| TO BE DONE |
Starting at the line that contains "Batch job #47 — target class: passenger's" and ending at the end of the records, write out every line again, with the requests, and offset each bounding box coordinate by adding 73. Leave the pictures out of your answer.

| PROVIDED RECORDS |
************
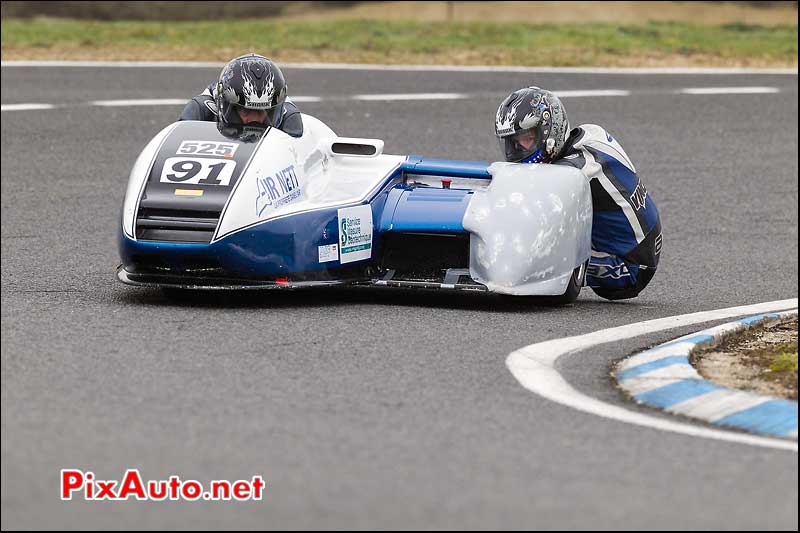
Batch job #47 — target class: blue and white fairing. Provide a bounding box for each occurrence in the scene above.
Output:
[118,115,592,295]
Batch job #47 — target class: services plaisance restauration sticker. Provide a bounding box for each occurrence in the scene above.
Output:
[317,244,339,263]
[339,205,372,264]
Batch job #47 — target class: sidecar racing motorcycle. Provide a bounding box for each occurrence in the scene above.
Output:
[117,115,592,303]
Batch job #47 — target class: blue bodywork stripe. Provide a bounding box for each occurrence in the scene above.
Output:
[713,400,797,435]
[401,155,492,179]
[634,379,723,408]
[617,355,689,381]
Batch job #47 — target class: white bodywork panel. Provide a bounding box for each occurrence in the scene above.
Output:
[122,123,176,239]
[212,115,406,242]
[463,163,592,295]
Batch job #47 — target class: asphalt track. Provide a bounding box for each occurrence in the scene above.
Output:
[2,68,798,530]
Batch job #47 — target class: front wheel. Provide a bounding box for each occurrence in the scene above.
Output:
[544,260,589,305]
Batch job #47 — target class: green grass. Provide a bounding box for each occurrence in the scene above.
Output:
[2,18,798,66]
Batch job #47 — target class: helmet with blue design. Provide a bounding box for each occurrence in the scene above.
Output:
[494,87,570,163]
[214,54,286,128]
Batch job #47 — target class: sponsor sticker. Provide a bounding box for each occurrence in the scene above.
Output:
[339,205,372,264]
[256,165,302,217]
[175,189,203,196]
[317,244,339,263]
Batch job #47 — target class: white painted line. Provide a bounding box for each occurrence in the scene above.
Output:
[0,104,56,111]
[506,298,797,453]
[620,378,683,396]
[678,87,781,94]
[553,89,631,98]
[0,60,797,76]
[617,342,694,372]
[350,93,469,102]
[667,389,770,421]
[89,98,189,107]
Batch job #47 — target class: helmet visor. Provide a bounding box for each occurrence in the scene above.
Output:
[498,128,542,162]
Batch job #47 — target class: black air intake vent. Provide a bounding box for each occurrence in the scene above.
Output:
[136,207,220,243]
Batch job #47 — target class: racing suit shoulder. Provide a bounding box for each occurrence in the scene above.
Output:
[278,98,303,137]
[554,124,661,299]
[178,83,217,121]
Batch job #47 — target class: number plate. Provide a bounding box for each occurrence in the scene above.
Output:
[176,141,239,158]
[159,157,236,187]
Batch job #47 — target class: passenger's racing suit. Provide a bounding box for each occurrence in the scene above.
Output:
[553,124,661,300]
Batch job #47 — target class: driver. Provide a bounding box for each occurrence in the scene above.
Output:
[495,87,661,300]
[178,54,303,137]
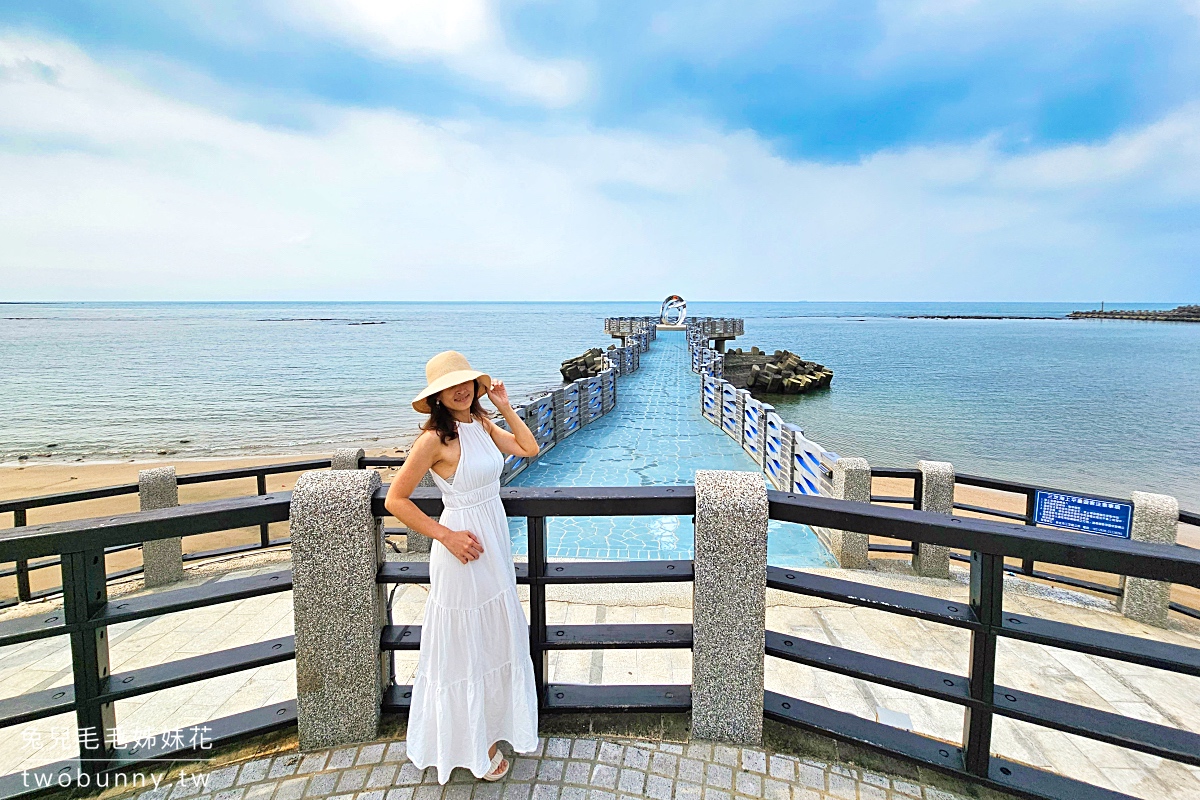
************
| RESPONSE |
Batch job #47 — target class: passenger's racing suit. Provide a bounding box for each occurrence in the scene above.
Output:
[626,197,734,373]
Batch job #47 — target class: driver. Provide a bounding box for each occurrence in the scene above.
Output:
[568,160,734,373]
[251,127,376,210]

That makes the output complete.